____ Input for this task
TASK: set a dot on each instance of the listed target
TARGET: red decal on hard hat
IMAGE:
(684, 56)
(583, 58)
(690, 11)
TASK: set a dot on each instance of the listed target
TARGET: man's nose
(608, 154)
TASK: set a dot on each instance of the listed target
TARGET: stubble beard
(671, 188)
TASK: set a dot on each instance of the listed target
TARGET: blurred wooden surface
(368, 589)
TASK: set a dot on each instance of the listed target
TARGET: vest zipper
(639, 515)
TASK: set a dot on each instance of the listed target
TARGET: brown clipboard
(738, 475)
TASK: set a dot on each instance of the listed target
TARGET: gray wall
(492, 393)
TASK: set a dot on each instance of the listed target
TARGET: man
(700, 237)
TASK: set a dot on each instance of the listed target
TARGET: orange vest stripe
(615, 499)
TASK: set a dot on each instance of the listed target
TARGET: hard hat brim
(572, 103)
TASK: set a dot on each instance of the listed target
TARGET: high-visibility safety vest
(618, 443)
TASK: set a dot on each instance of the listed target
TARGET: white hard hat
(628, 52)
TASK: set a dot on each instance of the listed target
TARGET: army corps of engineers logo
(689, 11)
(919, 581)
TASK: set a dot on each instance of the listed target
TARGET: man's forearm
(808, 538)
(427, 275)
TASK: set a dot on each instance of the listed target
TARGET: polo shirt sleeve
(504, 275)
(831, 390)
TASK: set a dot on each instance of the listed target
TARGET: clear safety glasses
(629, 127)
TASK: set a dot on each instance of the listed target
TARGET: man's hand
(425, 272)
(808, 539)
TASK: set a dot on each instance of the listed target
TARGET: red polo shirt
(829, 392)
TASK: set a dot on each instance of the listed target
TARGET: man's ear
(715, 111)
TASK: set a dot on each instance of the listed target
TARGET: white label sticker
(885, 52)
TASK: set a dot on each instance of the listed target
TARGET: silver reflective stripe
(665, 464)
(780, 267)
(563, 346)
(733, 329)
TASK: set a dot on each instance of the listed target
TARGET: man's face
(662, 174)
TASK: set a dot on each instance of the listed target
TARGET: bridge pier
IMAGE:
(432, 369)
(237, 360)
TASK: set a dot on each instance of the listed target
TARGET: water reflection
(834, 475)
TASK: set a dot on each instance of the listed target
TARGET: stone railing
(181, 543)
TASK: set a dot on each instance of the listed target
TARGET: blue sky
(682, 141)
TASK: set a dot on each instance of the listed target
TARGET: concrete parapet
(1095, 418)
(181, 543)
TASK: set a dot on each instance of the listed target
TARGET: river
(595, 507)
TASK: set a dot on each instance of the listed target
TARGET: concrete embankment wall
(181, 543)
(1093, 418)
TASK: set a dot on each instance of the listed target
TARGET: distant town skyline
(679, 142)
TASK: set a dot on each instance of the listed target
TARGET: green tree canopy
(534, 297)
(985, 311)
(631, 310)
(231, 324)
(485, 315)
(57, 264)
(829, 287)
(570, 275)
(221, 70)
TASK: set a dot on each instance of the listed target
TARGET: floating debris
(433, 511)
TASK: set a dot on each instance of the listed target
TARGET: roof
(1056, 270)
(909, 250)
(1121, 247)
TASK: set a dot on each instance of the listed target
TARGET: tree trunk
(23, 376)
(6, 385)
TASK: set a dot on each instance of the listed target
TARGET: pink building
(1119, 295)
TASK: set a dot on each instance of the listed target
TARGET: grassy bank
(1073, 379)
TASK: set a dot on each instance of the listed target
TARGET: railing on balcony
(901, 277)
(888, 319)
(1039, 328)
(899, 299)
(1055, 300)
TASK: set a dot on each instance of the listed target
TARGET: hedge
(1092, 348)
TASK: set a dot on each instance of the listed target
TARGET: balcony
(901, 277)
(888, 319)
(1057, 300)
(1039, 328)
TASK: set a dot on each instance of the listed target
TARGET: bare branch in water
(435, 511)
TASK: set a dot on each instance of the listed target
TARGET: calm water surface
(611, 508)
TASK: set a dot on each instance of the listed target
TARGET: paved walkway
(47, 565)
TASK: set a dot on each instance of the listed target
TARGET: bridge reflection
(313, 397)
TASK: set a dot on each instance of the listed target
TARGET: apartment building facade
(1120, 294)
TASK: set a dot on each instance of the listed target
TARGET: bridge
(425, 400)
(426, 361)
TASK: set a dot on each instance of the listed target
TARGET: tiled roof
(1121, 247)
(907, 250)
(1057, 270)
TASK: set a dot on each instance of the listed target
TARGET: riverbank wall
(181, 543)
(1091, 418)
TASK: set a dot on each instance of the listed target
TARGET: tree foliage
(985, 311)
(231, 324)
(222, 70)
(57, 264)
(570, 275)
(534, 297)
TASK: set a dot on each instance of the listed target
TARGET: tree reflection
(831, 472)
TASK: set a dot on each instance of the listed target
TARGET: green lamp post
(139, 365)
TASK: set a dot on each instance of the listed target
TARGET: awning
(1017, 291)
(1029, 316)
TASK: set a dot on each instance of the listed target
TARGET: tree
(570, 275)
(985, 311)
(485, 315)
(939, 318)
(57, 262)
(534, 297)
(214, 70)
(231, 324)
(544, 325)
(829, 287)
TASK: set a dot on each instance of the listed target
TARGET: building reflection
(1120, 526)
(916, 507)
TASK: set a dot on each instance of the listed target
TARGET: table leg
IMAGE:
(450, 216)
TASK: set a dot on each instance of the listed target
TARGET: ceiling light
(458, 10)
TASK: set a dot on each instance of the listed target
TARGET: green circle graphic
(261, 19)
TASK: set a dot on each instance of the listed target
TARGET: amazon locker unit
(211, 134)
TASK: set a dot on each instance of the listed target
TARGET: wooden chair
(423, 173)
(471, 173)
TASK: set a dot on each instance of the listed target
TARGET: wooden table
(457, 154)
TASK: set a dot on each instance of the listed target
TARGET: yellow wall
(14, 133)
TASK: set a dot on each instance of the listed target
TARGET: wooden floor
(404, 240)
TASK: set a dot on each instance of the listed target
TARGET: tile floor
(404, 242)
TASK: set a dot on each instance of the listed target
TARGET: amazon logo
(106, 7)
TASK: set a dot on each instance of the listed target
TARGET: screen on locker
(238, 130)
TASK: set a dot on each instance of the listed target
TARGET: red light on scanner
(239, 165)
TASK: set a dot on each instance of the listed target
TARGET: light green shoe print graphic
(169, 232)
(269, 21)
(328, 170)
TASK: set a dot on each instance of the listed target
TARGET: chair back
________
Task instructions: All of the data needs to be reproduced exactly, with no line missing.

Answer to the exercise:
TASK: set a dot on each instance of the listed target
TARGET: red decal on hard hat
IMAGE:
(684, 56)
(583, 58)
(690, 11)
TASK: set a dot on each instance of the listed target
TARGET: man's nose
(608, 154)
TASK: set a dot on each instance of the listed target
TARGET: stubble beard
(671, 188)
TASK: set a dot on each instance of the listed target
TARGET: blurred wooden surface
(368, 589)
TASK: set a dot on each instance of the listed target
TARGET: vest zipper
(639, 515)
TASK: set a dot on each instance of the listed target
TARGET: brown clipboard
(738, 475)
TASK: set a dot on each instance of the listed target
TARGET: gray wall
(492, 393)
TASK: set a dot on each instance of the listed target
TARGET: man
(700, 237)
TASK: set a dot on each instance of the listed target
TARGET: orange vest stripe
(615, 499)
TASK: set a dot on each instance of the listed target
TARGET: hard hat brim
(572, 103)
TASK: set a dot on each instance of the listed target
TARGET: high-visibility safety vest
(618, 443)
TASK: set a dot on each instance of the listed target
TARGET: white hard hat
(628, 52)
TASK: set a dot on each instance of the listed target
TARGET: army corps of engineers logo
(689, 11)
(919, 581)
TASK: set a dot on each instance of the listed target
TARGET: man's forearm
(808, 538)
(427, 275)
TASK: set a dot on each instance of the listed target
TARGET: polo shirt sleeve
(504, 275)
(831, 390)
TASK: set a dot on each instance of the listed target
TARGET: clear safety glasses
(629, 127)
TASK: set a dot on each instance of the listed target
TARGET: man's hand
(425, 272)
(808, 539)
TASK: set a dot on each instance of the listed target
TARGET: red polo shirt
(829, 392)
TASK: set a dot on each instance of the listed target
TARGET: man's ear
(715, 111)
TASK: set a dot on each instance of the listed target
TARGET: white label sticker
(885, 52)
TASK: set a dot on each instance of the listed target
TARGET: silver reflective stripe
(665, 464)
(780, 267)
(563, 346)
(733, 329)
TASK: set a dot on each instance of the listed target
TARGET: man's face
(662, 174)
TASK: set a dot on each instance of the listed target
TARGET: bridge pier
IMAGE:
(432, 369)
(237, 360)
TASK: set a dot on each instance of the listed target
TARGET: water reflection
(834, 475)
TASK: set a dot on each instance of the listed target
TARGET: stone railing
(181, 543)
TASK: set a dot on each instance of the listed target
TARGET: blue sky
(682, 141)
TASK: set a dot on each instance of the listed target
TARGET: concrete parapet
(1095, 418)
(181, 543)
TASK: set a dot on each instance of the listed target
TARGET: river
(595, 507)
TASK: set a dot on each instance of the listed target
TARGET: concrete embankment wall
(181, 543)
(1093, 418)
TASK: set a dot on each instance of the listed target
TARGET: distant town skyline
(679, 142)
TASK: set a dot on each instance of the listed target
TARGET: green tree canopy
(534, 297)
(985, 311)
(631, 310)
(231, 324)
(485, 315)
(57, 264)
(829, 287)
(570, 275)
(221, 70)
TASK: set a dot on each instance of the listed target
TARGET: floating debris
(433, 511)
TASK: set a dot on each instance of the listed target
TARGET: roof
(1056, 270)
(909, 250)
(1121, 247)
TASK: set a dot on each instance of the listed target
TARGET: tree trunk
(23, 376)
(6, 385)
TASK: set a dot on each instance of the listed target
TARGET: pink building
(1119, 295)
TASK: set a dot on each instance of the listed target
TARGET: grassy bank
(1073, 379)
TASK: set a dot on each instance of the listed target
TARGET: railing on balcony
(901, 277)
(888, 319)
(1039, 328)
(899, 299)
(1055, 300)
TASK: set a dot on each instance of the listed target
TARGET: hedge
(1092, 348)
TASK: set a dot on each instance of the listed target
TARGET: balcony
(901, 277)
(888, 319)
(1057, 300)
(1039, 328)
TASK: set a dot on each instance of the listed target
TARGET: bare branch in water
(435, 511)
TASK: set a dot on each instance of the listed target
TARGET: calm water surface
(611, 508)
TASK: set a dot on each instance of the listed target
TARGET: paved walkway
(47, 565)
TASK: set a dot on each instance of the listed target
TARGET: bridge reflection
(313, 397)
TASK: set a dot on each instance of the listed target
TARGET: apartment building facade
(1120, 294)
TASK: set a dot on each instance of the listed target
TARGET: bridge
(425, 400)
(426, 361)
TASK: set a dot on each instance of the listed target
TARGET: tiled roof
(1121, 247)
(907, 250)
(1057, 270)
TASK: set a dot on each instance of the listed target
TARGET: riverbank wall
(181, 543)
(1091, 418)
TASK: set a dot on each instance of the listed target
TARGET: tree foliage
(985, 311)
(231, 324)
(222, 70)
(57, 264)
(570, 275)
(534, 297)
TASK: set a dot on each instance of the listed target
TARGET: tree reflection
(831, 472)
TASK: set a dot on each instance of the listed target
TARGET: green lamp post
(139, 365)
TASK: set a dot on each instance of the listed target
TARGET: awning
(1017, 291)
(1029, 316)
TASK: set a dot on each instance of the listed target
TARGET: tree
(570, 275)
(985, 311)
(485, 315)
(939, 318)
(57, 262)
(534, 297)
(214, 70)
(231, 324)
(544, 325)
(829, 287)
TASK: set a dot on each instance of the listed target
TARGET: building reflection
(1120, 526)
(916, 507)
TASK: set a dot on each instance of the listed target
TARGET: table leg
IMAGE:
(450, 216)
TASK: set a dot on each instance of the listed target
TARGET: ceiling light
(458, 10)
TASK: set a dot on each instance of the listed target
TARGET: green circle graphic
(261, 19)
TASK: set a dot on each instance of the listed target
TARGET: amazon locker unit
(211, 134)
TASK: set a dot on each instance of the listed target
TARGET: wooden chair
(423, 173)
(471, 173)
TASK: set a dot on each instance of the listed target
TARGET: wooden table
(457, 154)
TASK: set a dot on each instance of the listed target
TARGET: yellow wall
(14, 133)
TASK: set a dot on each instance of the listed target
TARGET: wooden floor
(404, 240)
TASK: set a dot on each instance of the listed target
TARGET: tile floor
(404, 242)
TASK: set a dot on each instance of the listed target
TARGET: amazon logo
(106, 7)
TASK: set a dot on each instance of the listed target
TARGET: screen on locker
(238, 130)
TASK: set a dot on each instance of the listed target
TARGET: red light on scanner
(239, 165)
TASK: set a dot on each instance of the listed target
TARGET: light green shoe print graphic
(169, 232)
(269, 21)
(328, 170)
TASK: set a dot on each instance of the listed target
TARGET: chair back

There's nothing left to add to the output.